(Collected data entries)
=== Begin Enclosure ===

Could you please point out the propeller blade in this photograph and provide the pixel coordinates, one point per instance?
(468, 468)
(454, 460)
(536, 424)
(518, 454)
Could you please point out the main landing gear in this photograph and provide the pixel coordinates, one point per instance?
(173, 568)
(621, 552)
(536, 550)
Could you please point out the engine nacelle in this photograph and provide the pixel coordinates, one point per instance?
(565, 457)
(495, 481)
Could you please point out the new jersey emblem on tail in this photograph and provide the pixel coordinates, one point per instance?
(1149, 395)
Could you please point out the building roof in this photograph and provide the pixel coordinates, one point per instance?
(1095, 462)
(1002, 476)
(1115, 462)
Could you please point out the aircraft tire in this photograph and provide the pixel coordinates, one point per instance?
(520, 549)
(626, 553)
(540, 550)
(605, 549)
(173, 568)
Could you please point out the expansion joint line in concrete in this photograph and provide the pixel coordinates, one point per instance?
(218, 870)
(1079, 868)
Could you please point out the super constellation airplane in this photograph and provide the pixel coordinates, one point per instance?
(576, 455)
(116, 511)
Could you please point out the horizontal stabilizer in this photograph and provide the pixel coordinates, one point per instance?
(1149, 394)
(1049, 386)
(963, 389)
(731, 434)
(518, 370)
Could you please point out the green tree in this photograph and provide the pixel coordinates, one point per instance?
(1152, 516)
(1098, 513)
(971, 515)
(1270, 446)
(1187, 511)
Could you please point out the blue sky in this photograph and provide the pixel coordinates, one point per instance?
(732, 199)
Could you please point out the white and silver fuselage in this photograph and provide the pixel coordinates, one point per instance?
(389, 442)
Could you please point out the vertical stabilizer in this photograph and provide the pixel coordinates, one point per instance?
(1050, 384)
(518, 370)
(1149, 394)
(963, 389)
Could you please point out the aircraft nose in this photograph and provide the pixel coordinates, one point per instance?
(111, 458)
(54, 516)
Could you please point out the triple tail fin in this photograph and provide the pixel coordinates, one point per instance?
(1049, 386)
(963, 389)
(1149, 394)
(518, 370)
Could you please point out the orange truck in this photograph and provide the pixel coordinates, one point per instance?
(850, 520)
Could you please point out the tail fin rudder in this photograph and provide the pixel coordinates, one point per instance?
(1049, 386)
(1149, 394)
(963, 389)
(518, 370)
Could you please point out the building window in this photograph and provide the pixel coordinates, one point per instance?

=== End Enclosure ===

--- Exercise instructions ---
Nothing but the lines from the one holding "Could you please point out the orange" through the last line of the data may be output, and each must match exactly.

--- The completed task ---
Could you please point out the orange truck in this photograph and provide the pixel coordinates, one point per instance?
(850, 520)
Could you please point out the tail fin rudder in this photograph and provide the pixel coordinates, one point per instance?
(1049, 386)
(1149, 394)
(963, 389)
(518, 370)
Could you please point out the building window in this photograph and provide the pixel coordinates, one point per instance?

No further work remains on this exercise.